**What to do**
Repeat the data word for word. Do not include the pictures.

**Items**
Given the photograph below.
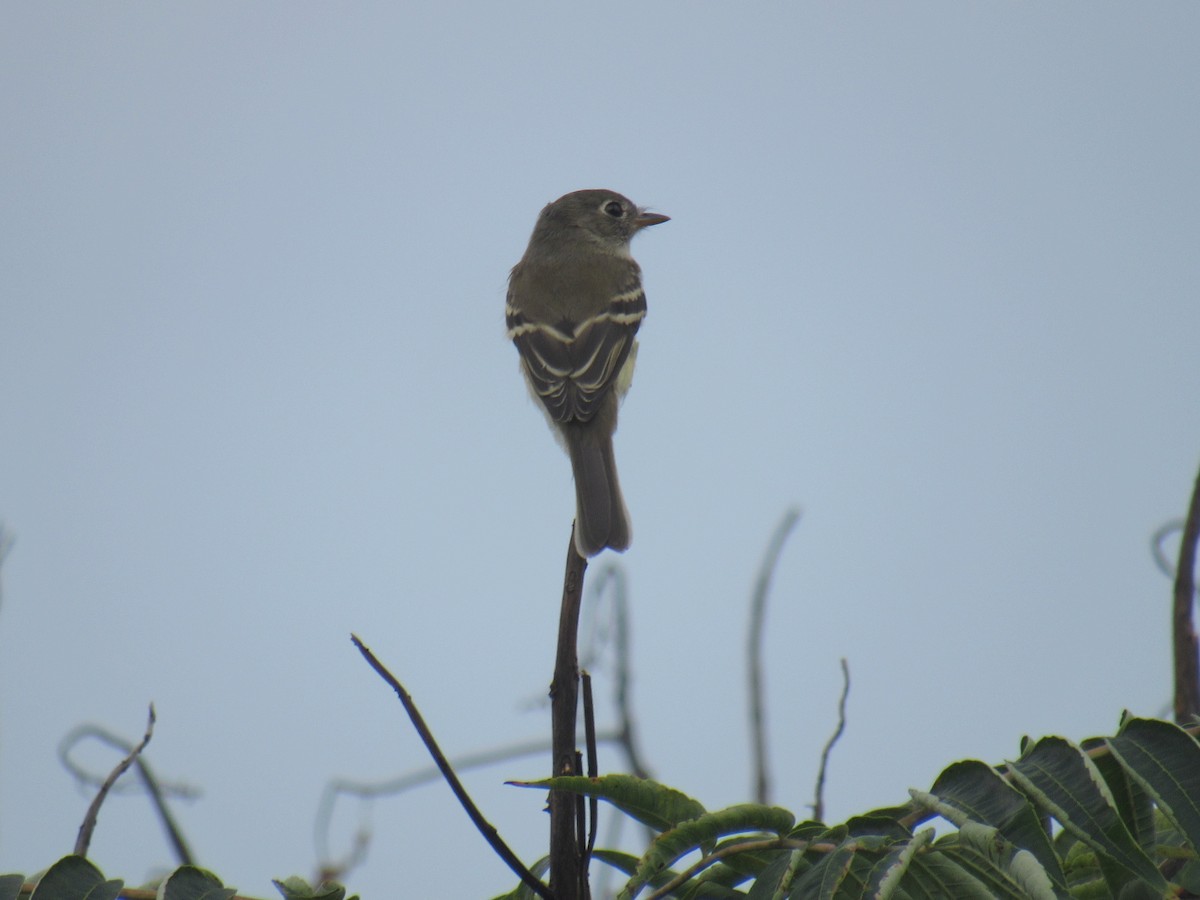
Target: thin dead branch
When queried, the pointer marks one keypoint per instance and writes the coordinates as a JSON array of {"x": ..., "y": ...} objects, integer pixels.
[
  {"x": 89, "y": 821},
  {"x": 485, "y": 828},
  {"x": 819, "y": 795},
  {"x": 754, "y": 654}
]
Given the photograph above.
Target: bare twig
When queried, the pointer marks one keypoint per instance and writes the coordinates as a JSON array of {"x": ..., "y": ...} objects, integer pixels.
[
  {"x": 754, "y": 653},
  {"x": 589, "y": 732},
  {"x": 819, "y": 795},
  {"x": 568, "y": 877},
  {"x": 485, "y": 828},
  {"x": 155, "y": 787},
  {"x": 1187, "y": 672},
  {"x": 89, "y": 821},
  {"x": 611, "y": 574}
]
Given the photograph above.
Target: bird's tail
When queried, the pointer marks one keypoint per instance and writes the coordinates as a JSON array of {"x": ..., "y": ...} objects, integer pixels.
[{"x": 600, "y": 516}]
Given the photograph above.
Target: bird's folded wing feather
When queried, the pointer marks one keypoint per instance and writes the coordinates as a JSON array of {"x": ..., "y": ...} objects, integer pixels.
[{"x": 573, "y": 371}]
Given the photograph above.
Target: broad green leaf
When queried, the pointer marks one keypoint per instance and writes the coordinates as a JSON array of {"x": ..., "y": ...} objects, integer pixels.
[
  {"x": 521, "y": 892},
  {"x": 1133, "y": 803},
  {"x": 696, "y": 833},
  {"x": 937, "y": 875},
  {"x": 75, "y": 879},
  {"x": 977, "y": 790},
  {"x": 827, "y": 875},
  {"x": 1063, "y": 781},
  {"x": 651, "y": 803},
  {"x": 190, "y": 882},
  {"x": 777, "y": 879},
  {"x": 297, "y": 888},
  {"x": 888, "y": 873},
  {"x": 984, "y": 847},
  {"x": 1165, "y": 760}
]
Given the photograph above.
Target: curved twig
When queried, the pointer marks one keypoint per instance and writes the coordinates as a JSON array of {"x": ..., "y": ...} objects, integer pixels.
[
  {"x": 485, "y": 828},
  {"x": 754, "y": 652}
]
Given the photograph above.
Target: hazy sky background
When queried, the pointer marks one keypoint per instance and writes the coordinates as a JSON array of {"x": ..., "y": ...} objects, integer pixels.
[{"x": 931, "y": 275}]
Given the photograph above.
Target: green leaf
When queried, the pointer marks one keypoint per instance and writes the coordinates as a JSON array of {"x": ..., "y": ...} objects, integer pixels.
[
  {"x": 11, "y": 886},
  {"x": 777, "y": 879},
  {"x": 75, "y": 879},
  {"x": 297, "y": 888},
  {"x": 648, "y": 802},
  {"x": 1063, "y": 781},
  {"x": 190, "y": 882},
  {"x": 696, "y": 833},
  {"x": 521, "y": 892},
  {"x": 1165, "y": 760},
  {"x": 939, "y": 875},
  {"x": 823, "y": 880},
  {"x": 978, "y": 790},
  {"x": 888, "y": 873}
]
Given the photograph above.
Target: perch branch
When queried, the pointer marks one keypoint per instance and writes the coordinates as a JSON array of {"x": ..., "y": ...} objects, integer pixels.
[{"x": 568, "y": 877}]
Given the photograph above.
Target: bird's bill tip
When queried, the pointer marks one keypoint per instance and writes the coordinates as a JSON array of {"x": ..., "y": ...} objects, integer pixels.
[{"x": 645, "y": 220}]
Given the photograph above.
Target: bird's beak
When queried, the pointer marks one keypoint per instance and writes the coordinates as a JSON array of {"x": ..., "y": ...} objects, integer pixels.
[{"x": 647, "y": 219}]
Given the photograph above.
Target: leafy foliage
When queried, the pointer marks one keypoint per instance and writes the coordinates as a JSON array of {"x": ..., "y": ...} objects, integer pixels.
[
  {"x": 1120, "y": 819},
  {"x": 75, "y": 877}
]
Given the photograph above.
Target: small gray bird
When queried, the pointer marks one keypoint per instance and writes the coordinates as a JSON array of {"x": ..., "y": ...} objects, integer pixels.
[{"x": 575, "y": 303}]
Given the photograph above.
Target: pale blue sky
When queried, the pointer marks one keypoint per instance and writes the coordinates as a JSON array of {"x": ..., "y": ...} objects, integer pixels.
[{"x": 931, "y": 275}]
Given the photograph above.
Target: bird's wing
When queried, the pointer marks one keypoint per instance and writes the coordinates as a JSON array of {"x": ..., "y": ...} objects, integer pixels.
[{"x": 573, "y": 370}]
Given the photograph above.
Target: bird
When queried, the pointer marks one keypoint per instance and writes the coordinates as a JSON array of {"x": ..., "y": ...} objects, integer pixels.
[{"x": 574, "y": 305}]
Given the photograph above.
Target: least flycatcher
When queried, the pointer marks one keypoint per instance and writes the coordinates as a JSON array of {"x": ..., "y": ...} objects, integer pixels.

**Task response**
Given the photograph below.
Target: thin dead branch
When queried, the pointer marks one keypoint per instance and writes the coordinates as a JSON array of {"x": ..., "y": ...} objects, integer pixels.
[
  {"x": 89, "y": 821},
  {"x": 485, "y": 828},
  {"x": 819, "y": 795},
  {"x": 754, "y": 654}
]
Given the photograph above.
Target: bare twig
When queried, the pointer marks one keypoint per instance and writes the coordinates as a JSON array of {"x": ..., "y": ...} objects, integer pixels.
[
  {"x": 754, "y": 653},
  {"x": 589, "y": 732},
  {"x": 819, "y": 795},
  {"x": 568, "y": 877},
  {"x": 485, "y": 828},
  {"x": 155, "y": 787},
  {"x": 1187, "y": 672},
  {"x": 89, "y": 821},
  {"x": 611, "y": 574}
]
Given the photograph above.
Target: bird's tail
When queried, the pointer marks one keypoint per instance and writes the coordinates as a JSON array of {"x": ..., "y": ...} objects, integer pixels.
[{"x": 600, "y": 516}]
Given the photograph above.
Target: bird's folded wing feather
When queried, the pointer marks one keypoint per instance and writes the coordinates as a JSON array of {"x": ..., "y": ...} objects, integer pixels.
[{"x": 573, "y": 371}]
Given the photograph above.
Target: broad green leaf
When queried, the pointer marks one keypoint per instance and writes the coordinates as a JSON array of {"x": ..., "y": ...} objects, integer pixels.
[
  {"x": 521, "y": 892},
  {"x": 1133, "y": 803},
  {"x": 696, "y": 833},
  {"x": 937, "y": 875},
  {"x": 75, "y": 879},
  {"x": 977, "y": 790},
  {"x": 827, "y": 875},
  {"x": 1063, "y": 781},
  {"x": 651, "y": 803},
  {"x": 190, "y": 882},
  {"x": 777, "y": 879},
  {"x": 297, "y": 888},
  {"x": 888, "y": 873},
  {"x": 984, "y": 847},
  {"x": 1165, "y": 760}
]
Given the photograph above.
Target: curved twig
When queried, the pointer marks one keypoint per instance and writes the coordinates as a JSON array of {"x": ..., "y": ...} objects, integer pixels.
[
  {"x": 485, "y": 828},
  {"x": 754, "y": 652}
]
Given the photograph above.
Target: hazy sky background
When queried, the pointer marks one keypoint per instance and writes the coordinates as a JSON array of {"x": ..., "y": ...} objects, integer pixels.
[{"x": 931, "y": 275}]
Given the photograph above.
Target: green leaf
When queried, the pointer marks one keypoint per instance and writes the coordinates as a JSON array of {"x": ..., "y": ...} objects, integer pixels.
[
  {"x": 11, "y": 886},
  {"x": 777, "y": 879},
  {"x": 75, "y": 879},
  {"x": 297, "y": 888},
  {"x": 648, "y": 802},
  {"x": 1063, "y": 781},
  {"x": 190, "y": 882},
  {"x": 696, "y": 833},
  {"x": 521, "y": 892},
  {"x": 1165, "y": 760},
  {"x": 939, "y": 875},
  {"x": 823, "y": 880},
  {"x": 978, "y": 790},
  {"x": 888, "y": 873}
]
Given the photograph above.
Target: perch branch
When queried, the pointer marks one keypoint per instance and writes the coordinates as a JSON array of {"x": ..., "y": ...} objects, integer pixels.
[{"x": 568, "y": 877}]
Given the photograph above.
Target: bird's bill tip
When queried, the pointer marks one keypoint per instance and writes the coordinates as a JSON array of {"x": ..., "y": ...} objects, integer pixels.
[{"x": 645, "y": 220}]
Given the photograph above.
Target: bird's beak
When queried, the pointer marks one keypoint per instance and writes the coordinates as a JSON array of {"x": ..., "y": ...} objects, integer pixels.
[{"x": 647, "y": 219}]
Given the photograph above.
Target: leafy foliage
When queried, the pointer marks one keypoint per instance and writes the coordinates as a JSON array of {"x": ..., "y": ...} objects, integer pixels.
[
  {"x": 1120, "y": 819},
  {"x": 75, "y": 877}
]
Given the photograph above.
Target: small gray bird
When queried, the pointer marks one keypoint per instance and writes the coordinates as a JSON array of {"x": ..., "y": ...} objects, integer pixels.
[{"x": 575, "y": 303}]
Given the photograph above.
Target: pale blue sky
When queried, the pointer marks one keypoint per instance and writes the coordinates as a JSON array of {"x": ..., "y": ...} objects, integer pixels.
[{"x": 931, "y": 275}]
Given the photograph above.
Target: bird's wing
When queried, the pointer marks one keypoint per instance and writes the coordinates as a JSON array of {"x": ..., "y": ...} objects, integer pixels.
[{"x": 573, "y": 370}]
Given the photograph above.
Target: bird
When queried, the pointer marks one keypoint per instance and writes the coordinates as a JSON array of {"x": ..., "y": ...} objects, integer pixels.
[{"x": 574, "y": 305}]
Given the photograph above.
Target: least flycatcher
When queried, the pointer marks one keypoint per instance and writes the coordinates as a JSON array of {"x": ..., "y": ...} objects, integer pixels.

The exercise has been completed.